Start of Selected excerpt

Amy Gerving's Plumfund was set up to help welcome her and her husband's third child via adoption: a 6-month-old baby boy named Charlie who's also the biological sibling of Gerving's adopted daughter. Although her job offers short-term disability pay for women who have birth children, they offer nothing for adoptive parents. "So there's absolutely no pay, no health insurance, no benefits at all for any time I take [off]," says the Tampa, Florida-based medical claims adjuster.
Gerving plans to max out the one week of vacation she has saved up, but that won't cover the amount of time she'd like to take off. "My goal is to be able to stay home with him for one month, and just use that time to bond and for him to get to know us," she says. So she's aiming to raise about one month's worth of take-home pay, with a little extra thrown on top to cover health insurance for the month — about $3,500. If she doesn't raise enough, she'll return to work earlier than anticipated.
It was actually a friend of Gerving's who thought to turn to crowdfunding and created the page for her. "I was really touched; I cried," Gerving says. "I was a little bit worried that friends would think we were asking for a handout, but everyone’s been really supportive. I would never have considered having a fundraiser for my maternity leave."
Lisa L., a school teacher in Fort Lauderdale, Florida, raised over $3,200 via GoFundMe, which went toward her mortgage and bills during her 12-week unpaid maternity leave last year. She had used up all her vacation and sick days to undergo fertility treatments, so these cash gifts, along with some financial help from her brother, were what kept the single mom afloat after her daughter was born. Lisa was pleasantly surprised at the outpouring of love and support.
"There were people from my childhood who I hadn't talked to in years, friends of friends, and people I had never even met who were giving me money," she says, recalling one stranger who gifted her $300. "I was so grateful to everyone who donated, and to the many people who wished me luck and left so many nice comments."

End of Selected excerpt

▶ [Exercise goal]:
Pick up the account of parents crowdfunding their unpaid maternity leave and carry it on from its last sentence. The records have nothing to do with the text about crowdfunding maternity leave.

Start of Dataset

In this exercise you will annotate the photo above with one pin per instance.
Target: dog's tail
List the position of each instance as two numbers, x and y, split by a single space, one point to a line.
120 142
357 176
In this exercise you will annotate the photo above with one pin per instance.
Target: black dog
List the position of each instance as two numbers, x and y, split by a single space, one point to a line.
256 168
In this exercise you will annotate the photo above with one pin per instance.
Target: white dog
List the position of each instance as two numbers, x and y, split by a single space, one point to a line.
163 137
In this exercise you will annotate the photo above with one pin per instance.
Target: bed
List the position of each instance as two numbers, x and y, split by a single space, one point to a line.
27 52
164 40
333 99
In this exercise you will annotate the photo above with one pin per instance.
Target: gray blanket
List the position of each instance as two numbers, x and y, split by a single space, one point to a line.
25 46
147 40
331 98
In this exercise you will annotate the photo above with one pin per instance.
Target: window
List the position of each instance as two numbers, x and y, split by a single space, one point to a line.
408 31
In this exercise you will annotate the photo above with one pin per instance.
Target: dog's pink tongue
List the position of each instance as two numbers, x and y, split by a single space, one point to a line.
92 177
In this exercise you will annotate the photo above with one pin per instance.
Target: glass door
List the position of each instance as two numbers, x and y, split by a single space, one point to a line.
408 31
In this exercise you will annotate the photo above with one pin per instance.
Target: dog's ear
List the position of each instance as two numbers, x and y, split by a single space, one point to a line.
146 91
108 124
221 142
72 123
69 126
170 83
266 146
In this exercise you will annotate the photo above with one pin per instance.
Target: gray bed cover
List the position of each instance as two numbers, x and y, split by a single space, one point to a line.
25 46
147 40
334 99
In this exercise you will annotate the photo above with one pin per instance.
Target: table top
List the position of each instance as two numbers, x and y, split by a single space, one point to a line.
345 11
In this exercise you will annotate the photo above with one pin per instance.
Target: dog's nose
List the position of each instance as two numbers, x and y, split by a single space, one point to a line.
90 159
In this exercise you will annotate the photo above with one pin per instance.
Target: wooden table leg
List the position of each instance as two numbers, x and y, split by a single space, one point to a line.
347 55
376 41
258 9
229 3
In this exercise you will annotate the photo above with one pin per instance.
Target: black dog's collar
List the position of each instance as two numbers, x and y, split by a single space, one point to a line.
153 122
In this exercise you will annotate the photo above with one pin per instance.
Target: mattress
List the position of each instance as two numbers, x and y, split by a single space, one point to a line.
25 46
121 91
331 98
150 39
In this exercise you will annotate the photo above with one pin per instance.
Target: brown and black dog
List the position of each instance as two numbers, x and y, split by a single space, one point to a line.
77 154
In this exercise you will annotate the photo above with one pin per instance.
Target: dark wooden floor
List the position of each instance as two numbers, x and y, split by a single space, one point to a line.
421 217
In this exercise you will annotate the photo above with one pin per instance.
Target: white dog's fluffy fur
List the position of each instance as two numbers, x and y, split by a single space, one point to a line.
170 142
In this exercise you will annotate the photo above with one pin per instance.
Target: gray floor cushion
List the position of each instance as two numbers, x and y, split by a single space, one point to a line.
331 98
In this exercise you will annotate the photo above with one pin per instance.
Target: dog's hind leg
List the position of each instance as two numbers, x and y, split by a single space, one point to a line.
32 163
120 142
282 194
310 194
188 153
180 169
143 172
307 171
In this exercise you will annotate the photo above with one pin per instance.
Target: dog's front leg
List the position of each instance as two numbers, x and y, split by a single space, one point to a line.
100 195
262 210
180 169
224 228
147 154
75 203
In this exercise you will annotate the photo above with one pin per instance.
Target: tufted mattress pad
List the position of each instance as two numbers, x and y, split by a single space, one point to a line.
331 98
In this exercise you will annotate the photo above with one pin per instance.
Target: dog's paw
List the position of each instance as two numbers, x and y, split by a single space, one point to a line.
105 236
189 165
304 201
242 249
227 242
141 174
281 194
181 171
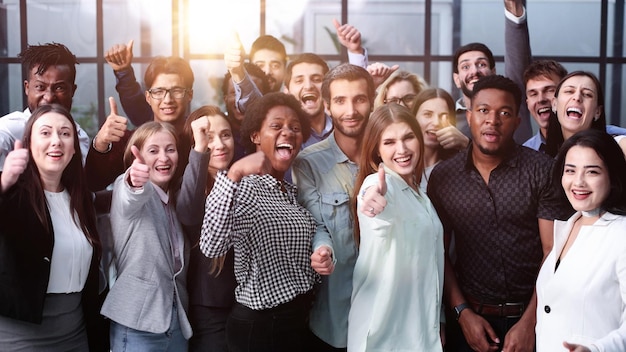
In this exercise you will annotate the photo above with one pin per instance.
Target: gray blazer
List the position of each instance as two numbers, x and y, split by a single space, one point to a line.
143 293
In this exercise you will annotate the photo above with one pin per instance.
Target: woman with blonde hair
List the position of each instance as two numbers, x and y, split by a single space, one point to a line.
398 277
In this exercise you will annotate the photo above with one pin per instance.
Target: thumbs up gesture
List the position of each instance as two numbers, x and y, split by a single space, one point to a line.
112 130
14 165
139 173
374 201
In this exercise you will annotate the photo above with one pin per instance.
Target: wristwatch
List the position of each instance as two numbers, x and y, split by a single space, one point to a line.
458 309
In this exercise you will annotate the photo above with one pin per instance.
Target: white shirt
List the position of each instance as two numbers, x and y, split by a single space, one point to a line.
71 254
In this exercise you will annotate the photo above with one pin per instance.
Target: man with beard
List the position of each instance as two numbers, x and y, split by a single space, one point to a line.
475 60
498 200
325 174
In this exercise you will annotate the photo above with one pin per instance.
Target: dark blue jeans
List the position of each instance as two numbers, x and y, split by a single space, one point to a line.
278 329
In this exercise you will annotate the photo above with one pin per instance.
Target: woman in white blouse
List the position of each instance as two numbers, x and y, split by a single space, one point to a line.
581 287
398 276
49 247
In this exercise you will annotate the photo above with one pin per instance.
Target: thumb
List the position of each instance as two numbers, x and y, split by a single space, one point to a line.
113 106
336 23
136 153
382 183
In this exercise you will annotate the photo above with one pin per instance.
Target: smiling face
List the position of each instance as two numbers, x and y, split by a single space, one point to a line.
399 150
585 178
280 138
160 154
306 86
169 109
432 116
472 65
221 144
55 85
349 106
539 94
492 120
52 145
400 91
577 105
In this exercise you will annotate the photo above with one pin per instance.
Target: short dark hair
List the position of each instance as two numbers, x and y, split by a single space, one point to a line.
168 65
610 152
270 43
544 68
308 58
473 47
46 55
348 72
501 83
257 113
253 71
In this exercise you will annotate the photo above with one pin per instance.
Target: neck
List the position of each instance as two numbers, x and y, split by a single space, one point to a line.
349 145
318 122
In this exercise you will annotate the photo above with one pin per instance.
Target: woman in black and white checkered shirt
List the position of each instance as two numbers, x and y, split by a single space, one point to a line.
253 209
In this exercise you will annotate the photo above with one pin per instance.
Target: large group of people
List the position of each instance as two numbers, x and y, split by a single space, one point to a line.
347 208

End of Dataset

▶ [Answer to the exercise]:
What to Know Before You Crowdfund
If you're thinking of turning to crowdfunding to help make up for a less-than-stellar maternity leave policy at your work, here are some things to know.
You likely won't have to pay taxes on the money. True gifts (i.e., money that's given purely as a donation, for no goods, services or rewards in return) are typically considered nontaxable. Note, however, that a campaign creator who collects more than $20,000 and has 200 transactions in a year will receive a 1099-K form the third-party payment processor (e.g., PayPal or Amazon Payments). This doesn't mean you have to pay taxes on that money; however, because crowdfunding is still a gray area for the IRS, it's best to consult with a tax adviser.
You'll still have to pay fees. Even without paying taxes, don't expect to keep every penny of what you raise. Most platforms charge a fee, usually between 3% to 5% of each transaction, but this can go a lot higher, like the 2.9% cut plus 30 cents of each donation that GoFundMe takes. Some sites may even charge your donors. So be sure to check out the fine print before committing to any site, even the ones that say they are free.
Be realistic about how much money you might raise. Although it's easy to view crowdfunding as a way out of a sticky financial situation, truth is, there are no guarantees you'll actually raise the amount you need. So when you're trying to plan ahead, it's better not to rely on those donations as a given, but rather as a nice-to-have that could help pad your budget.